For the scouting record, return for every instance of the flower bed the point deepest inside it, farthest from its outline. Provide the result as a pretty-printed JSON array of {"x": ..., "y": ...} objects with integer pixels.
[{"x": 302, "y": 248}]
_____
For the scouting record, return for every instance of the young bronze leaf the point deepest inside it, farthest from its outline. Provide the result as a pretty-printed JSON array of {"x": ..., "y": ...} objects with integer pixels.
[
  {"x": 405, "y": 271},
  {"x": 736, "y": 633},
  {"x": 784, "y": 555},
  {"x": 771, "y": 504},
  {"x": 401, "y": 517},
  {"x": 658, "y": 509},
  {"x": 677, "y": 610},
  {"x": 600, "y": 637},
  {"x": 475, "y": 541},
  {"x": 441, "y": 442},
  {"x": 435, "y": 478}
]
_____
### [The task]
Report every line of the listing that contains the string "pixels". Case counts.

### [Complete answer]
For the scouting record, return for every instance of the flower bed the point deepest inside it, farthest from its outline. Provide the result as a pretty-printed JSON array of {"x": ..., "y": ...} objects with integer pixels.
For the scouting record, return for every instance of the young bronze leaf the point deepest inside it, farthest from its outline. Provide the result as a pretty-printed JSON array of {"x": ..., "y": ...} objects with integer pixels.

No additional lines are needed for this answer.